* Problem description
Please rewrite all the records below, changing "largest circle" to "biggest circle" wherever it occurs and leaving everything else unchanged.

* Data rows
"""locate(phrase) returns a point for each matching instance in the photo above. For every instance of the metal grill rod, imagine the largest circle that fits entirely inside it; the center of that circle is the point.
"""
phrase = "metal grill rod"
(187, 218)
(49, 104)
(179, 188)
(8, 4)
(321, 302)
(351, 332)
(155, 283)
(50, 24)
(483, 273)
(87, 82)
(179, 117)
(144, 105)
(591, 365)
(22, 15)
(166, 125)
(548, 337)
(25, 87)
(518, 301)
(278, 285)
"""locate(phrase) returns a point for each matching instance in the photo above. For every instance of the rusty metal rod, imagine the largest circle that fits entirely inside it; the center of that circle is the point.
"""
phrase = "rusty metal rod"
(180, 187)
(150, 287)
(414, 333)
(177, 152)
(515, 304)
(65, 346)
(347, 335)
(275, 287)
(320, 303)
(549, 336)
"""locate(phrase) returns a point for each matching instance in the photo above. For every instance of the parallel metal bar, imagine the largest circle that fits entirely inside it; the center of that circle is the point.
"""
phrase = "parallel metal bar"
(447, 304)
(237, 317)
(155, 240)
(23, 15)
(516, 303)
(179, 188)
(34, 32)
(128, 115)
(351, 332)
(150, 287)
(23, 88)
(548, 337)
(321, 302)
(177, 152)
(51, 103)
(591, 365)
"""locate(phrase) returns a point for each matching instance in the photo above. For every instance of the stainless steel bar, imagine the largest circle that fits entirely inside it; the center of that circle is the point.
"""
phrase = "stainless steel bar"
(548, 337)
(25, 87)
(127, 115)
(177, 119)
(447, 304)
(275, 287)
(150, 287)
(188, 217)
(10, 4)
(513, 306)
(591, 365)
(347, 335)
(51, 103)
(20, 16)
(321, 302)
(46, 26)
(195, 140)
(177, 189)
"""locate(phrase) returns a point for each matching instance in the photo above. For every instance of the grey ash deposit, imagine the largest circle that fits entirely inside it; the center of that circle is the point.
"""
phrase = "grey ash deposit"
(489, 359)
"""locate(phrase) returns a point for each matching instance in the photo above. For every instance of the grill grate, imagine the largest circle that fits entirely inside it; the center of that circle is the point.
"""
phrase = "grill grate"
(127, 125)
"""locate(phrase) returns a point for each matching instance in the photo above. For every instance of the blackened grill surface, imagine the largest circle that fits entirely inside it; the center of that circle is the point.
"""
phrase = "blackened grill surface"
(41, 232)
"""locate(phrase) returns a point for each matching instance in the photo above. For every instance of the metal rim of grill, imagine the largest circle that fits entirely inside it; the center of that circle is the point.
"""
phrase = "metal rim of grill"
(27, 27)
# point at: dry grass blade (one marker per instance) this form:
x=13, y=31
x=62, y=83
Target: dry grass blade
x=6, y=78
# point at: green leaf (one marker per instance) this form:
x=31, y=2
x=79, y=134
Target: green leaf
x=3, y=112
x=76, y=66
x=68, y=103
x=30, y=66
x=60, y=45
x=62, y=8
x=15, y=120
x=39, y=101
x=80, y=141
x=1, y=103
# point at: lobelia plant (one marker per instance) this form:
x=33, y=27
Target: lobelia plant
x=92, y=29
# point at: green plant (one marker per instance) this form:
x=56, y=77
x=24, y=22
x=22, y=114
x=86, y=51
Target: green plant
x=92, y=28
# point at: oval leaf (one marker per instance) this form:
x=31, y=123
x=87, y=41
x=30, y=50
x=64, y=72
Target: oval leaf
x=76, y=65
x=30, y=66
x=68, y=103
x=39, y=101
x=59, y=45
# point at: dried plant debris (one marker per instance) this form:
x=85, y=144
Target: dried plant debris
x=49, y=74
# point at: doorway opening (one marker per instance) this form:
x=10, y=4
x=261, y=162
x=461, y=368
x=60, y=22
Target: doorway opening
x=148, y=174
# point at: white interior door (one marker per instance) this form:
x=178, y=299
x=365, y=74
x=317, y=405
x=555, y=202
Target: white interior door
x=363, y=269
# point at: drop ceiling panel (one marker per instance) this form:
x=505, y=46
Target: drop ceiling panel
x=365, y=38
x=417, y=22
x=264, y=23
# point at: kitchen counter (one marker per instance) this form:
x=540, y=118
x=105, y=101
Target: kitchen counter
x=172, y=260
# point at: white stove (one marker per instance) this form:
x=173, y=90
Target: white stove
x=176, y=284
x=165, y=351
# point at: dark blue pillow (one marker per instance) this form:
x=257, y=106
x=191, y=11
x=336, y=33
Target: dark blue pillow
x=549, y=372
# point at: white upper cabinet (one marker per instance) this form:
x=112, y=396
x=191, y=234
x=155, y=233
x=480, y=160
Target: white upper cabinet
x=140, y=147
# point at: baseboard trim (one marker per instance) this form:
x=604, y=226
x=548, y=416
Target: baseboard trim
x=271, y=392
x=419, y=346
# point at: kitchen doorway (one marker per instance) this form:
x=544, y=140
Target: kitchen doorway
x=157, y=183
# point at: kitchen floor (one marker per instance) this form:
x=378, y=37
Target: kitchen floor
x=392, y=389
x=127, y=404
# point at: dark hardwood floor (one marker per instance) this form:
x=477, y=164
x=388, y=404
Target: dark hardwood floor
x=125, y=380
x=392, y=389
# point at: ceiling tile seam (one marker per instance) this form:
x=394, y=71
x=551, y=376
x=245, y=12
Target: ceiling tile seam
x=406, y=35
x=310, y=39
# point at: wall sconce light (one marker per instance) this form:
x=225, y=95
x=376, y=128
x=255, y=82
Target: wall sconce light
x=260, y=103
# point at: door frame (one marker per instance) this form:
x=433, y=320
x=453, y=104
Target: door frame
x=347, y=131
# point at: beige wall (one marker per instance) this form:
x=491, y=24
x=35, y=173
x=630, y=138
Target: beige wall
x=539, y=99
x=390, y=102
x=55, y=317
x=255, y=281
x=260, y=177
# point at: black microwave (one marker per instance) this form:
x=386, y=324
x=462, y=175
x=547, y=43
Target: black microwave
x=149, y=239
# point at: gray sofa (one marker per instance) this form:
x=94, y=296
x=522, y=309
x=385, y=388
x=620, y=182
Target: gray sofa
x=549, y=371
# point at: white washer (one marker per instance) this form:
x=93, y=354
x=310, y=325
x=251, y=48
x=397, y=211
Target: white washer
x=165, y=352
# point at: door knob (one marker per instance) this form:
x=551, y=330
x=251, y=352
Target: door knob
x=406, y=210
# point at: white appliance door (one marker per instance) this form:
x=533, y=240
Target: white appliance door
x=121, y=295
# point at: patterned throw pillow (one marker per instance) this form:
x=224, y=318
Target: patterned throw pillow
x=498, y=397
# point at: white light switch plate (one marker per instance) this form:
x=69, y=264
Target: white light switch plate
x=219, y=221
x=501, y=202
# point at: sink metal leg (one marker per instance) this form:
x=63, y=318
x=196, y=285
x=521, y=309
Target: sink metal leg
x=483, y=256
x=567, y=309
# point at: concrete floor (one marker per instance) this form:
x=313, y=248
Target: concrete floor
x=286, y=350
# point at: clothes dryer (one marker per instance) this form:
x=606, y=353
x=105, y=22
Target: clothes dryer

* The solution
"""locate(phrase) returns a point for each matching instance in the photo above. For every instance of the metal grill rod, imagine the biggest circle that fits entirely inside it; the center of that circle is the point.
"""
phrase = "metal grill rod"
(187, 218)
(49, 104)
(179, 188)
(8, 4)
(321, 302)
(351, 332)
(155, 283)
(50, 24)
(483, 273)
(87, 82)
(179, 117)
(144, 105)
(591, 365)
(22, 15)
(166, 125)
(548, 337)
(25, 87)
(518, 301)
(278, 285)
"""locate(phrase) returns a point for each matching instance in the photo above. For every instance of the rusty metal rod, imagine the biggest circle that fits entirely inside it; the center of that circle is the point.
"""
phrase = "rusty metal rod"
(180, 187)
(150, 287)
(414, 333)
(177, 152)
(515, 304)
(65, 346)
(347, 335)
(275, 287)
(320, 303)
(549, 336)
"""locate(phrase) returns a point for each matching instance in the photo above. For every instance of the parallel metal bar, imagine the biggest circle that fits entirely inside it; the center of that circle is the point.
"""
phrase = "parallel metal bar"
(447, 304)
(237, 317)
(155, 240)
(23, 15)
(516, 303)
(179, 188)
(34, 32)
(128, 115)
(351, 332)
(150, 287)
(23, 88)
(548, 337)
(321, 302)
(177, 152)
(51, 103)
(591, 365)
"""locate(phrase) returns a point for each matching instance in the photo above. For every instance of the stainless steel bar, imagine the biggest circle that fits entirely inside it; the center of that circle is the point.
"""
phrase = "stainless steel bar"
(548, 337)
(25, 87)
(127, 115)
(177, 119)
(447, 304)
(275, 287)
(150, 287)
(188, 217)
(10, 4)
(513, 306)
(591, 365)
(347, 335)
(51, 103)
(20, 16)
(321, 302)
(46, 26)
(195, 140)
(177, 189)
"""locate(phrase) returns a point for each matching instance in the photo above. For every instance of the grey ash deposit, imagine the biggest circle that fits entirely inside it; the center of that circle is the point.
"""
phrase = "grey ash deposit"
(489, 359)
"""locate(phrase) returns a point for each matching instance in the photo above. For every instance of the grill grate, imagine the biggest circle that fits entirely inside it; the center of that circle is the point.
"""
phrase = "grill grate"
(127, 125)
"""locate(phrase) returns a point for each matching instance in the photo above. For every instance of the blackened grill surface, imagine the biggest circle that fits entirely inside it; the center of that circle is the point.
"""
phrase = "blackened grill surface"
(41, 232)
"""locate(phrase) returns a point for each matching instance in the photo above. For every instance of the metal rim of grill, imagine the biggest circle that fits entirely inside it; the center of that circle is the point.
"""
phrase = "metal rim of grill"
(27, 27)
# point at: dry grass blade (one marker per instance) this form:
x=13, y=31
x=62, y=83
Target: dry grass blade
x=6, y=78
# point at: green leaf (one marker per instance) this form:
x=31, y=2
x=79, y=134
Target: green leaf
x=3, y=112
x=76, y=66
x=68, y=103
x=30, y=66
x=60, y=45
x=62, y=8
x=15, y=120
x=39, y=101
x=80, y=141
x=1, y=103
# point at: lobelia plant (one marker per instance) this form:
x=33, y=27
Target: lobelia plant
x=92, y=29
# point at: green plant (one marker per instance) this form:
x=56, y=77
x=24, y=22
x=22, y=114
x=86, y=51
Target: green plant
x=92, y=28
# point at: oval leaf (one marker per instance) this form:
x=31, y=123
x=87, y=41
x=30, y=50
x=64, y=72
Target: oval leaf
x=76, y=65
x=30, y=66
x=68, y=103
x=39, y=101
x=59, y=45
# point at: dried plant debris (one marker per instance) this form:
x=85, y=144
Target: dried plant debris
x=49, y=74
# point at: doorway opening (one marker per instance) this form:
x=10, y=4
x=261, y=162
x=461, y=368
x=60, y=22
Target: doorway opening
x=148, y=174
# point at: white interior door (one marker per instance) this form:
x=178, y=299
x=365, y=74
x=317, y=405
x=555, y=202
Target: white interior door
x=363, y=269
# point at: drop ceiling panel (one marker per instance) this form:
x=505, y=46
Target: drop ceiling panel
x=365, y=38
x=417, y=22
x=264, y=23
# point at: kitchen counter (one marker per instance) this form:
x=540, y=118
x=105, y=101
Target: kitchen counter
x=172, y=260
# point at: white stove (one marker per instance) this form:
x=173, y=90
Target: white stove
x=176, y=284
x=165, y=351
# point at: dark blue pillow (one marker per instance) this form:
x=257, y=106
x=191, y=11
x=336, y=33
Target: dark blue pillow
x=549, y=372
# point at: white upper cabinet (one marker per instance) this form:
x=112, y=396
x=191, y=234
x=155, y=233
x=480, y=160
Target: white upper cabinet
x=140, y=147
# point at: baseboard trim (one marker per instance) this form:
x=604, y=226
x=548, y=416
Target: baseboard trim
x=271, y=392
x=419, y=346
# point at: kitchen doorway (one marker per instance) this form:
x=544, y=140
Target: kitchen doorway
x=157, y=183
# point at: kitchen floor (one marker per instance) this form:
x=378, y=37
Target: kitchen floor
x=392, y=389
x=127, y=404
# point at: dark hardwood floor (one marker per instance) this form:
x=477, y=164
x=388, y=404
Target: dark hardwood floor
x=125, y=380
x=392, y=389
# point at: ceiling tile seam (one marker per instance) this form:
x=394, y=71
x=551, y=376
x=245, y=12
Target: ceiling tile seam
x=406, y=35
x=310, y=39
# point at: wall sconce light (one marker per instance) this form:
x=225, y=95
x=376, y=128
x=255, y=82
Target: wall sconce light
x=260, y=103
# point at: door frame (one marker per instance) this form:
x=433, y=320
x=453, y=104
Target: door frame
x=347, y=131
# point at: beige wall (one marker per instance) this form:
x=491, y=24
x=35, y=173
x=630, y=138
Target: beige wall
x=539, y=99
x=390, y=102
x=55, y=317
x=255, y=281
x=260, y=177
# point at: black microwave (one marker per instance) this form:
x=386, y=324
x=462, y=175
x=547, y=43
Target: black microwave
x=149, y=239
# point at: gray sofa (one marker per instance) this form:
x=94, y=296
x=522, y=309
x=385, y=388
x=620, y=182
Target: gray sofa
x=549, y=371
# point at: white washer (one marker per instance) this form:
x=93, y=354
x=310, y=325
x=251, y=48
x=397, y=211
Target: white washer
x=165, y=352
# point at: door knob (one marker per instance) this form:
x=551, y=330
x=251, y=352
Target: door knob
x=406, y=210
# point at: white appliance door (one marker per instance) this form:
x=533, y=240
Target: white appliance door
x=121, y=295
# point at: patterned throw pillow (one marker per instance) this form:
x=224, y=318
Target: patterned throw pillow
x=498, y=397
# point at: white light switch plate (one marker per instance) this form:
x=69, y=264
Target: white light switch plate
x=219, y=221
x=501, y=202
# point at: sink metal leg (one marker per instance) this form:
x=63, y=318
x=196, y=285
x=521, y=309
Target: sink metal leg
x=483, y=256
x=567, y=309
# point at: concrete floor (one marker per instance) this form:
x=313, y=248
Target: concrete floor
x=286, y=350
# point at: clothes dryer (one marker per instance) this form:
x=606, y=353
x=105, y=22
Target: clothes dryer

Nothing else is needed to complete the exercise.